From the first record to the last, write out each one exactly.

[Referring expression data]
((

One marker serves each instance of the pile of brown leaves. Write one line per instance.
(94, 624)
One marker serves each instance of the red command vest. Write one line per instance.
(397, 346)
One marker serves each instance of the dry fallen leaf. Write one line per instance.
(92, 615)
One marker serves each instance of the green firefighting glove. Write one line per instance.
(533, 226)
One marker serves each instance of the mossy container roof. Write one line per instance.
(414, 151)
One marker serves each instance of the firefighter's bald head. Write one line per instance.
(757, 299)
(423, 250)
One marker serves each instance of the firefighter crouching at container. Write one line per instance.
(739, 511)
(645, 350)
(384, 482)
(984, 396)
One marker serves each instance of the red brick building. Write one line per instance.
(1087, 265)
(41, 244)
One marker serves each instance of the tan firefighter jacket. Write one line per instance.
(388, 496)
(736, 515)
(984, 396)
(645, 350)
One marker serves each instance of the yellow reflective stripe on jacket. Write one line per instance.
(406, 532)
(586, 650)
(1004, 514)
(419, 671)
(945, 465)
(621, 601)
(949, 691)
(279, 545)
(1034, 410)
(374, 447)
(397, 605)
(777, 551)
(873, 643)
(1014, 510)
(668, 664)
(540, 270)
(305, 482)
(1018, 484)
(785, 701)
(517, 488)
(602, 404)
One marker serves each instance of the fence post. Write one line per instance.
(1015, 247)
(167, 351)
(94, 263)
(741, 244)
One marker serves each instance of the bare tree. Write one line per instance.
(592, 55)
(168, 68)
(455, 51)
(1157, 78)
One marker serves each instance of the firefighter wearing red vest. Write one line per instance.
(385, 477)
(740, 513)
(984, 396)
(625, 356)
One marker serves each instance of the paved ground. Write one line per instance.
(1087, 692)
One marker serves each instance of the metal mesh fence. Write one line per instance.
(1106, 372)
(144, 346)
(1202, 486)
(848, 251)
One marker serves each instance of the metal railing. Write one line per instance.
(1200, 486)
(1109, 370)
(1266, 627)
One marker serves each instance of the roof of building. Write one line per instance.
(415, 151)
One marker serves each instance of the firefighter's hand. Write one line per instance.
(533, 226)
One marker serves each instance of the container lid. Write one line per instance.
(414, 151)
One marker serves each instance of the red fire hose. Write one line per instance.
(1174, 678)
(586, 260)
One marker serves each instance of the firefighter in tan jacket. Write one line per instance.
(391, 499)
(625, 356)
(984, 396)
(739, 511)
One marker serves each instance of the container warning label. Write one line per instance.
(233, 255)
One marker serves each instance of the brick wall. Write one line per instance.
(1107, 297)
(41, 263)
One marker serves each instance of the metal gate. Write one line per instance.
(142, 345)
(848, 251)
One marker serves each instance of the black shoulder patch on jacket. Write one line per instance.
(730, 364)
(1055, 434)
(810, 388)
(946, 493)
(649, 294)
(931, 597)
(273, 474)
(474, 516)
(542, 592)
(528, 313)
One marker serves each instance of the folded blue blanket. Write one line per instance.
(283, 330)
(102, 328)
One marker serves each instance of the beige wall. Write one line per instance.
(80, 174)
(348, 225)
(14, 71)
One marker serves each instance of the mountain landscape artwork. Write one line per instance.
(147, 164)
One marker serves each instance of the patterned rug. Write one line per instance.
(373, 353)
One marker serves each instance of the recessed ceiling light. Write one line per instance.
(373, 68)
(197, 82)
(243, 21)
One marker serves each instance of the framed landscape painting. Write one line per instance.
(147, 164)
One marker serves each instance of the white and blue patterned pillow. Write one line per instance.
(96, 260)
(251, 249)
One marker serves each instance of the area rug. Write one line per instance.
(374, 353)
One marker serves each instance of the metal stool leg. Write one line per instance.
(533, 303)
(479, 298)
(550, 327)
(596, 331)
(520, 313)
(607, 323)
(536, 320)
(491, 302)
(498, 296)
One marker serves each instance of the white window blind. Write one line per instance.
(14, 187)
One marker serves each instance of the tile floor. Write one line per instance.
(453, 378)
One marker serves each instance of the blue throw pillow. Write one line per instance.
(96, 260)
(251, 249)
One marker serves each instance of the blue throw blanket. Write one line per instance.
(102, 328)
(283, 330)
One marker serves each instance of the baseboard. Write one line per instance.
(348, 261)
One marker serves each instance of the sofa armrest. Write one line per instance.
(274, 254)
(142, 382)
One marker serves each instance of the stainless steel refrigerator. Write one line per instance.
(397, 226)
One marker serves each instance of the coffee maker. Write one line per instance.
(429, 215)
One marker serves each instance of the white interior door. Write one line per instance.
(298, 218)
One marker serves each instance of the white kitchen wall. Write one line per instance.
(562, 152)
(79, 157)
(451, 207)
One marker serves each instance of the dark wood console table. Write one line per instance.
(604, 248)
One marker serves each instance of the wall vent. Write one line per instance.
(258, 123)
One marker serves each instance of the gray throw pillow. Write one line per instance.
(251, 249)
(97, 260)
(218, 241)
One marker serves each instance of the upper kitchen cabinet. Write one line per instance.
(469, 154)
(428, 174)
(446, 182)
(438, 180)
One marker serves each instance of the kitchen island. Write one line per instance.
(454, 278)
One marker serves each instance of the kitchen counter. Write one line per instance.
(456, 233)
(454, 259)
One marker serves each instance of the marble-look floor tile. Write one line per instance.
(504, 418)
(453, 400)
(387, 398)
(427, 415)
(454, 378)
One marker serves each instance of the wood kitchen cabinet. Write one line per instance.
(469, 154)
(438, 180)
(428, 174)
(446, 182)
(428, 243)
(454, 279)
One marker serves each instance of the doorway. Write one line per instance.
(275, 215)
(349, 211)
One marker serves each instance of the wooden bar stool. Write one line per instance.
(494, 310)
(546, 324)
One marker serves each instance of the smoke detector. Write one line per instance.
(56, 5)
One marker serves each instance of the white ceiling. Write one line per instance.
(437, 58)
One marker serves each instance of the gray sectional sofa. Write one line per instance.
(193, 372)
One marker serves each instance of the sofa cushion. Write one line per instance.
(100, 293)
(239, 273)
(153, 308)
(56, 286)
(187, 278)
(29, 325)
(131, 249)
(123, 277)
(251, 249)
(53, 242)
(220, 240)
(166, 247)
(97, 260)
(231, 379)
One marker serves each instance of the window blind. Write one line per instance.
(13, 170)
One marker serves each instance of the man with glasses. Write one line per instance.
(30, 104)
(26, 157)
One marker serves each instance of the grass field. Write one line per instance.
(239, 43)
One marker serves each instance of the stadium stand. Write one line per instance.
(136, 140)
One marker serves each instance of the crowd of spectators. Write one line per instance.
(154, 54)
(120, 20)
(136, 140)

))

_Answer section_
One marker serves each instance of the pile of brown leaves. Write one line per instance.
(94, 624)
One marker serves each instance of the red command vest. Write one line per instance.
(397, 346)
One marker serves each instance of the dry fallen leaf. Write one line per instance.
(92, 615)
One marker serves each instance of the green firefighting glove. Write one line per instance.
(533, 226)
One marker serves each instance of the mossy container roof. Write one line per instance.
(414, 151)
One marker serves each instance of the firefighter's bald head. Write one line per instance.
(757, 299)
(423, 250)
One marker serves each instance of the firefighter crouching at container. Write one line per instance.
(739, 511)
(645, 350)
(384, 482)
(984, 396)
One marker serves each instance of the red brick building. Write one line per instance.
(1087, 265)
(41, 244)
One marker serves each instance of the tan firefighter jacket. Write one line per instance.
(388, 496)
(736, 515)
(984, 396)
(645, 350)
One marker serves each instance of the yellow reflective stripe on jacket. Write one line per instance.
(406, 532)
(586, 650)
(1004, 514)
(419, 671)
(945, 465)
(621, 601)
(949, 691)
(279, 545)
(1034, 410)
(374, 447)
(397, 605)
(777, 551)
(873, 643)
(1014, 510)
(668, 664)
(540, 270)
(305, 482)
(1018, 484)
(785, 701)
(517, 488)
(602, 404)
One marker serves each instance of the fence post. Write one line per instance.
(1015, 247)
(167, 351)
(94, 263)
(741, 244)
One marker serves each instance of the bare tree. Write one line per instance.
(592, 55)
(168, 68)
(455, 51)
(1157, 78)
One marker serves each instance of the firefighter wearing red vest. Write one line per instance.
(385, 477)
(740, 513)
(984, 396)
(625, 356)
One marker serves each instance of the paved ground. Write one line per instance.
(1087, 692)
One marker serves each instance of the metal mesh fence. Write one line per instance.
(1106, 372)
(144, 346)
(1202, 486)
(848, 251)
One marker serves each instance of the metal railing. Write one line per instance.
(1200, 486)
(1109, 370)
(1266, 627)
One marker serves each instance of the roof of building. Write one line per instance.
(415, 151)
One marker serves each instance of the firefighter's hand. Write one line per instance.
(533, 226)
One marker serves each instance of the container lid. Write one line per instance.
(414, 151)
One marker serves each instance of the red fire hose. Write one line per instance.
(1174, 678)
(586, 260)
One marker serves each instance of the firefighter in tan jacket. Write one line per instance.
(391, 499)
(625, 356)
(984, 396)
(739, 511)
One marker serves each instance of the container warning label. Write one line per instance.
(233, 255)
One marker serves each instance of the brick wall. Write one line per instance.
(1107, 297)
(41, 263)
One marker serves each instance of the metal gate. Write one line per instance.
(142, 345)
(848, 251)
One marker serves each instance of the black shoulder patch on jacket. Write one line per instance.
(730, 364)
(1055, 434)
(810, 388)
(946, 493)
(649, 294)
(931, 597)
(273, 474)
(474, 516)
(542, 592)
(528, 313)
One marker serves each instance of the folded blue blanket. Write one line per instance.
(283, 330)
(102, 328)
One marker serves each instance of the beige wall. Write one line per instance.
(80, 174)
(348, 225)
(14, 71)
One marker serves each instance of the mountain landscape artwork. Write one line per instance.
(147, 164)
One marker serves each instance of the patterned rug. Write one line per instance.
(373, 353)
One marker serves each instance of the recessed ceiling light. Write one line per instance.
(373, 68)
(197, 82)
(243, 21)
One marker serves each instance of the framed landscape painting. Write one line per instance.
(147, 164)
One marker serves each instance of the white and blue patterned pillow. Write one line per instance.
(96, 260)
(251, 249)
One marker serves each instance of the area rug. Write one line per instance.
(374, 353)
One marker serves each instance of the metal stool leg. Write one line per instance.
(533, 303)
(479, 298)
(550, 327)
(596, 331)
(520, 313)
(607, 323)
(536, 320)
(491, 302)
(498, 296)
One marker serves each instance of the white window blind. Write one line per instance.
(14, 187)
One marker serves each instance of the tile floor. Write one line per instance.
(453, 378)
One marker serves each instance of the blue throw pillow. Write one line per instance.
(96, 260)
(251, 249)
One marker serves each instance of the blue throw blanket. Write one line per instance.
(102, 328)
(283, 330)
One marker serves each instance of the baseboard. Write one line per instance.
(348, 261)
One marker serves each instance of the sofa armrest. Write one line per instance.
(274, 254)
(142, 382)
One marker serves each instance of the stainless steel refrigerator. Write one line per instance.
(397, 226)
One marker serves each instance of the coffee maker. Write one line per instance.
(429, 215)
One marker serves each instance of the white interior door. Write one line per instance.
(298, 218)
One marker serves each instance of the white kitchen wall. Write one line per instance.
(562, 152)
(79, 157)
(451, 207)
One marker serves each instance of the dark wood console table. Write one line per instance.
(604, 248)
One marker serves each instance of the wall vent. Write one line per instance.
(258, 123)
One marker serves each instance of the gray throw pillow. Write one line per instance.
(251, 249)
(97, 260)
(218, 241)
One marker serves each instance of the upper kitchen cabinet. Write one line per instance.
(469, 154)
(428, 174)
(446, 182)
(438, 180)
One marker serves each instance of the kitchen island. Write one line per instance.
(454, 278)
One marker serves each instance of the kitchen counter. Write one line per instance.
(456, 233)
(454, 259)
One marker serves each instance of the marble-look floor tile. Write one line per instance.
(504, 418)
(453, 400)
(387, 398)
(427, 415)
(454, 378)
One marker serves each instance of the wood kitchen cabinet. Write one line per instance.
(469, 154)
(438, 180)
(428, 174)
(446, 182)
(428, 243)
(454, 279)
One marker serves each instance of the doorway. Write one line per instance.
(275, 215)
(349, 211)
One marker serves each instance of the wooden bar stool. Write one line per instance.
(494, 310)
(546, 324)
One marker serves each instance of the smoke detector. Write one line per instance.
(56, 5)
One marker serves each instance of the white ceiling. Write one line per instance.
(437, 58)
One marker serves each instance of the gray sectional sofa. Write one line per instance.
(193, 372)
One marker serves each instance of the sofa cushion. Write one line per instance.
(100, 293)
(239, 273)
(153, 308)
(56, 286)
(187, 278)
(29, 325)
(131, 249)
(123, 277)
(251, 249)
(53, 242)
(220, 240)
(166, 247)
(97, 260)
(231, 379)
One marker serves each instance of the window blind. Write one line per instance.
(13, 170)
One marker serves each instance of the man with glasses. Write one line per instance.
(30, 104)
(26, 157)
One marker serves each instance of the grass field. Write one line per instance.
(239, 43)
One marker serves each instance of the stadium stand. Write one line per instance.
(136, 140)
One marker serves each instance of the crowd of spectators. Write one line per instance.
(154, 54)
(120, 20)
(136, 140)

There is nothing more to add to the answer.